RoleMesh-Gateway/README.md

# RoleMesh Gateway

![RoleMesh Gateway logo](artwork/rolemesh_gateway_logo.png)

RoleMesh Gateway is a lightweight **OpenAI-compatible** API gateway for routing chat-completions requests to multiple
locally hosted LLM backends (e.g., `llama.cpp` `llama-server`) **by role** (planner, writer, coder, reviewer, …).

It is designed for **agentic workflows** that benefit from using different models for different steps, and for
deployments where **different machines host different models** (e.g., GPU box for fast inference, big RAM CPU box for large models).

## What you get

- OpenAI-compatible endpoints:
  - `GET /v1/models`
  - `POST /v1/chat/completions` (streaming and non-streaming)
  - `GET /health` and `GET /ready`
- Model registry from `configs/models.yaml`
- Optional **node registration** so remote machines can announce role backends to the gateway
- Robust proxying with **explicit httpx timeouts** (no “hang forever”)
- Structured logging with request IDs

## Roles Are Project-Defined

The role names in this repository are examples, not a fixed taxonomy.

DATA EXTRACT:
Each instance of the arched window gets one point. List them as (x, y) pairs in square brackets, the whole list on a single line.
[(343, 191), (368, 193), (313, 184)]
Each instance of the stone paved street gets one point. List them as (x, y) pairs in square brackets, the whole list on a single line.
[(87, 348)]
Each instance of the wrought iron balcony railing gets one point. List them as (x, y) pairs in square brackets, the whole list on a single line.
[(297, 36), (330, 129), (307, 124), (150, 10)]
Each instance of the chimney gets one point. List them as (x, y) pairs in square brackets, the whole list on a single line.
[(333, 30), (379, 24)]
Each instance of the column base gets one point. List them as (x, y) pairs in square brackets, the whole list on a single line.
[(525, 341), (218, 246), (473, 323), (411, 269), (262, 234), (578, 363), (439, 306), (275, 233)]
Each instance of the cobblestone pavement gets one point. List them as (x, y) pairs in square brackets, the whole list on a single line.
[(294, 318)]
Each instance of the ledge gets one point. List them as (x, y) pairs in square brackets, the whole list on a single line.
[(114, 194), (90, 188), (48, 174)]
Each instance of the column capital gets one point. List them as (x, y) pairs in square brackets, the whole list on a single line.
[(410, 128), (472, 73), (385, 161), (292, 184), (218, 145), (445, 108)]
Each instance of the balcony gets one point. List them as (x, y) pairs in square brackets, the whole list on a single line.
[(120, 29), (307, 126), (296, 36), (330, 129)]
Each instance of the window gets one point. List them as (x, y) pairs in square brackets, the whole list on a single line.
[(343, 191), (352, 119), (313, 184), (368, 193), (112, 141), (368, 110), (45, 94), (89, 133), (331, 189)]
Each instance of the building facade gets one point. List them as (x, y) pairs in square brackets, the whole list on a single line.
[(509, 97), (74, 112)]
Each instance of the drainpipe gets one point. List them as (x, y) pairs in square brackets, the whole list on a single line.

WHAT YOU WILL DO:
Rewrite the RoleMesh Gateway README from "It is designed" and going on through "(streaming and non-streaming)", with "GPU box" changed to "GPU server".

ANSWER:
It is designed for **agentic workflows** that benefit from using different models for different steps, and for
deployments where **different machines host different models** (e.g., GPU server for fast inference, big RAM CPU box for large models).

## What you get

- OpenAI-compatible endpoints:
  - `GET /v1/models`
  - `POST /v1/chat/completions` (streaming and non-streaming)